SHORT EXERCISE 1 => Could you reproduce, word for word, the comic-strip commentary below from "I also feel" up to and including "as his inspiration."?

DOCUMENT EXTRACT =>
——

So not only did this particular set of neighbors have a ghastly garish display lighting up the place, but other neighbors had yard signs declaring the right of free enterprise to poison our waters. It was the first example I knew of using yard signs to intimidate those who dared to disagree with you.

It all seemed right in the away-in-a-manger spirit of the season!

FWIW, GE was eventually forced to do some remediation. It was a compromise: Cleaning up the Hudson was a vast project, but they got away with doing a half-vast job of it.

Here’s some more intentionally political humor from Boondocks (AMS), which burst upon the scene with an uncompromising look at race in America. It was not the first cartoon to do this, but other Black cartoonists like Ollie Harrington had conducted the conversation within the relative privacy of the Black press, while Aaron McGruder brought his fury into the mainstream.

It was a breakthrough, not only making what had been a private conversation public, but forcing non-black readers, and Black readers used to accommodation, to confront themselves. McGruder apparently tired of the demands of daily syndication and went on to other projects, but Boondocks left a mark on the comic pages.

Another gone-but-not-forgotten strip was Helen, Sweetheart of the Internet, which had a legendary run as one of the early webcomics but faded in syndication, at least in part because of the changes required for mass market distribution.

But it retained more spunk than a lot of its competitors, and I particularly enjoyed this one because, like Doug, I graduated from a college where my attendance was somewhat virtual and increasingly sparse after the first two years. And, no, it didn’t really bother me that Doug was something of a doofus.

There was a standup who used the phrase “I never let school interfere with my education,” but, when I tried to figure out who it was, I discovered that Mark Twain didn’t say it but someone else did quite a few years before Short Attention Span Theater brought wiseassery to the nation. And several people, including a couple of comedians, have adopted the expression.

Anyway, I didn’t let classes get in my way, either, but, as Yogi said, “You can observe a lot by watching.”

True Story: Senior year, my seminar came up with a rule that any question that was not based on the first third of a book, or its final chapter, was unfair. Not all of us were kidding.

I also feel a kinship with The Norm, a strip that its creator, Michael Jantze, likened to jazz, citing Annie Hall and It’s Gary Shandling’s Show as his inspiration.

Like Gary Shandling, the Norm may have been too smart for the room, but it was lovely while it lasted, and, in this case, I particularly appreciated that Boy Norm, Norm’s inner voice, not only knew that the Star Wars franchise had wandered off course but dared to say so.

Agnes (Creators) was a delightful strip, largely because both she and Trout led wretched trailer-park lives that rarely got to them.

They went back and forth between innocent naivete and sharp wisdom, and, just as Boy Norm recognized Return of the Jedi as a two-hour long toy commercial, Agnes spotted the falsity of the key Wise Saying in Forrest Gump.

As a parent, I objected to sitting through a two-hour toy commercial with my kids, but it was better than sitting through two hours of inspirational glurge, and not just because we’ve all seen the map inside a box of chocolates, even if we haven’t memorized all the swirls and shapes.

——

SHORT EXERCISE 2 => Can you transcribe, line for line, the rows below, from the line containing "Task: Q: Indicate the truck windshield" up to and including the last line of the rows?

[Excerpts of location labeling rows]
——

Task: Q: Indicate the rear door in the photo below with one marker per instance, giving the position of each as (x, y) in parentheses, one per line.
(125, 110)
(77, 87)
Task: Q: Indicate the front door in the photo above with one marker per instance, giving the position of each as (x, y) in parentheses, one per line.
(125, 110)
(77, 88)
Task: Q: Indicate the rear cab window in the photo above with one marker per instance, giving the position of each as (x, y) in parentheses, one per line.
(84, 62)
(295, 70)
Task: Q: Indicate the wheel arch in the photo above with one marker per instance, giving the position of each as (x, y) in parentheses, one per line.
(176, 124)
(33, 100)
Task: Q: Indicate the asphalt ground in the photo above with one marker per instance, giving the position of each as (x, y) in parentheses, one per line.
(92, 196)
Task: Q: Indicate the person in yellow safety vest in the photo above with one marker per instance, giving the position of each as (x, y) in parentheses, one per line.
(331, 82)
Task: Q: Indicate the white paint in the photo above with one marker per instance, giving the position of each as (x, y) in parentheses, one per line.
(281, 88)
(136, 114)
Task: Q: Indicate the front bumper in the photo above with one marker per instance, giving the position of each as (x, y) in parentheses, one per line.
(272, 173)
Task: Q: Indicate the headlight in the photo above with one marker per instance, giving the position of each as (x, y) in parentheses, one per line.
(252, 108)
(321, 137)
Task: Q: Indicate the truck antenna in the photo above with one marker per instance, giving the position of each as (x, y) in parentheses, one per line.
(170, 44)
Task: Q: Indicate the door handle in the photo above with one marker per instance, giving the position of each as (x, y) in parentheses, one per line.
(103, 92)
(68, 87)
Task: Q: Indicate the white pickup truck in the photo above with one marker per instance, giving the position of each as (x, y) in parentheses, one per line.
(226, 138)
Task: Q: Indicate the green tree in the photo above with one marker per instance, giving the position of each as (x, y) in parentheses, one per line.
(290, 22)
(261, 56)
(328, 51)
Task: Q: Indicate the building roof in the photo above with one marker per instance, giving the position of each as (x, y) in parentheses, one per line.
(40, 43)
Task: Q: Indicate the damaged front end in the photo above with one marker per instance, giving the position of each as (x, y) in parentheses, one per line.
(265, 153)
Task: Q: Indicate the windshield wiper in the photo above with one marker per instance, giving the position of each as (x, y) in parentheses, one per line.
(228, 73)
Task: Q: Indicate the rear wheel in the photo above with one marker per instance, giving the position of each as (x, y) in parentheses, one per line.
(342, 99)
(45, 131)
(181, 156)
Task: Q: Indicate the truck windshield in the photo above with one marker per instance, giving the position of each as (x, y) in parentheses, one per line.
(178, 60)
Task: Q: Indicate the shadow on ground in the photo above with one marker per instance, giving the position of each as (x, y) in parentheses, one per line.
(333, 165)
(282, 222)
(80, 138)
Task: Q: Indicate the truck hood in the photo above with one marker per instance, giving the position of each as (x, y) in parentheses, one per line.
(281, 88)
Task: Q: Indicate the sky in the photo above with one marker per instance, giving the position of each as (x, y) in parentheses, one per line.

——

COMPLETE ANSWER 1 =>
I also feel a kinship with The Norm, a strip that its creator, Michael Jantze, likened to jazz, citing Annie Hall and It’s Gary Shandling’s Show as his inspiration.

COMPLETE ANSWER 2 =>
Task: Q: Indicate the truck windshield in the photo above with one marker per instance, giving the position of each as (x, y) in parentheses, one per line.
(178, 60)
Task: Q: Indicate the shadow on ground in the photo above with one marker per instance, giving the position of each as (x, y) in parentheses, one per line.
(333, 165)
(282, 222)
(80, 138)
Task: Q: Indicate the truck hood in the photo above with one marker per instance, giving the position of each as (x, y) in parentheses, one per line.
(281, 88)
Task: Q: Indicate the sky in the photo above with one marker per instance, giving the position of each as (x, y) in parentheses, one per line.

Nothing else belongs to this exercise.